— Begin Source —
First of all, just to be clear, this is nothing more than a very superficial report about a chick’s – this one’s – trip to Vietnam. You will find no profound insights. No deep connections to the Vietnam-American war since I was just born when it started. No lofty pontifications about the Vietnam of today.

What this report is about is shopping, silk, spas, shopping, spas, silk, and just a wee bit of culture thrown in with the couture so you don’t think I’m completely shallow.

Oh, and a note for those of you who’ve read my trip reports before, I finished this one, which may be a first!

So the journey begins comfortably seated in 15A on UA’s upper deck (yes, they actually trust a semi-shallow chick with the exit door). We take a route I’ve never taken to Asia before – up to Alaska, over to Russia and China, a sharp turn through Korea and down to Hong Kong (yes, I know Hong Kong’s not in Vietnam – we’ll get there). We skirt land the entire way. I’ve never been in Russian airspace before and notice we’re flying at FL395, which is rather odd and not just because 5 is an odd number. So I ask the co-pilot about it on landing and find out that China and Russia use meters so we’re at about 12,000 meters. They get a call in the cockpit from ATC when the switch is made.
— End Source —
What to work on =>
Can you reproduce the whole Vietnam trip report above, word for word?
— Begin Available data —
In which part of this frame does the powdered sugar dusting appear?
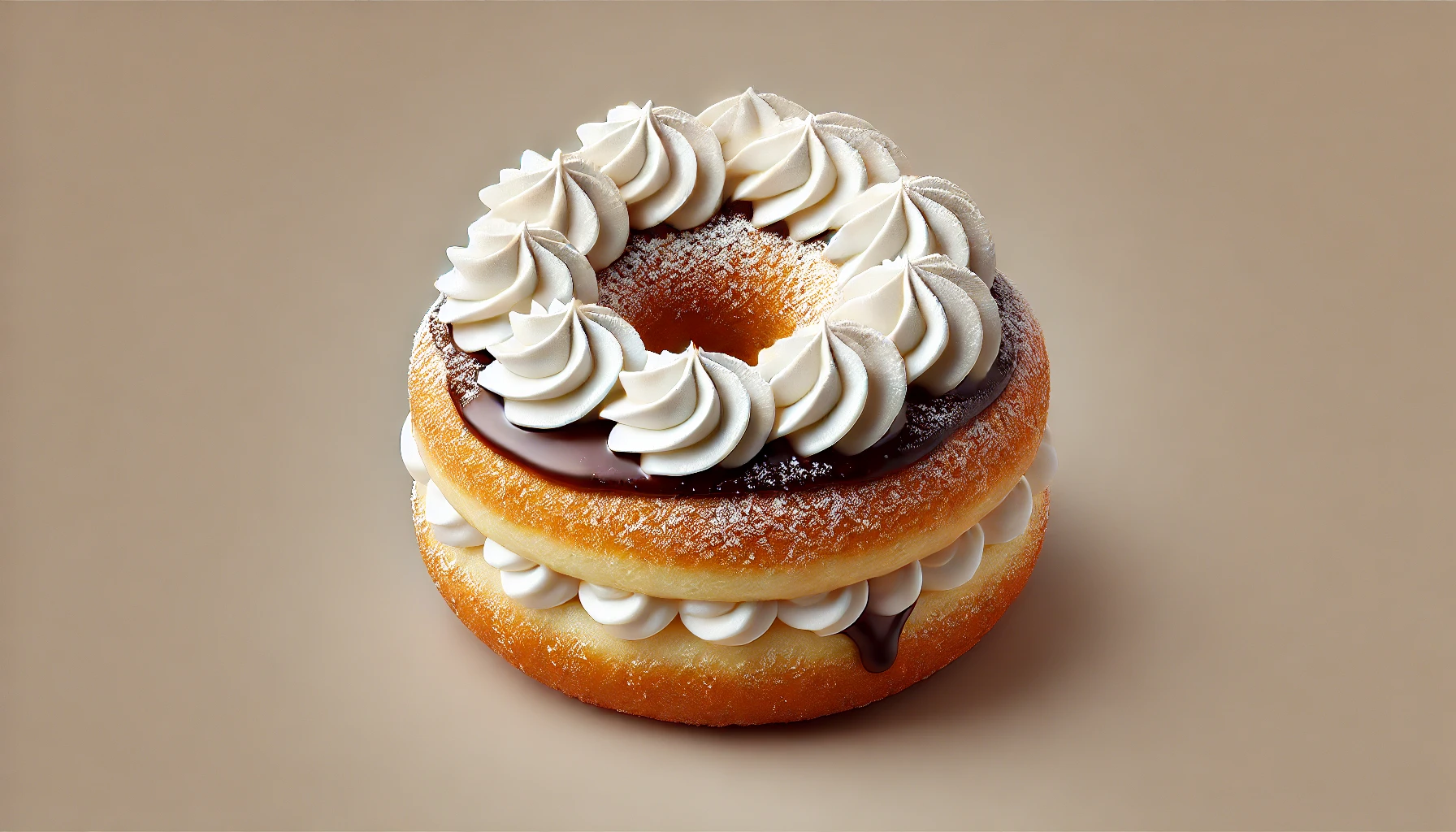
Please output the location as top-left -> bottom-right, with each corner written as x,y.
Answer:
597,206 -> 837,364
— End Available data —
Completed task =>
First of all, just to be clear, this is nothing more than a very superficial report about a chick’s – this one’s – trip to Vietnam. You will find no profound insights. No deep connections to the Vietnam-American war since I was just born when it started. No lofty pontifications about the Vietnam of today.

What this report is about is shopping, silk, spas, shopping, spas, silk, and just a wee bit of culture thrown in with the couture so you don’t think I’m completely shallow.

Oh, and a note for those of you who’ve read my trip reports before, I finished this one, which may be a first!

So the journey begins comfortably seated in 15A on UA’s upper deck (yes, they actually trust a semi-shallow chick with the exit door). We take a route I’ve never taken to Asia before – up to Alaska, over to Russia and China, a sharp turn through Korea and down to Hong Kong (yes, I know Hong Kong’s not in Vietnam – we’ll get there). We skirt land the entire way. I’ve never been in Russian airspace before and notice we’re flying at FL395, which is rather odd and not just because 5 is an odd number. So I ask the co-pilot about it on landing and find out that China and Russia use meters so we’re at about 12,000 meters. They get a call in the cockpit from ATC when the switch is made.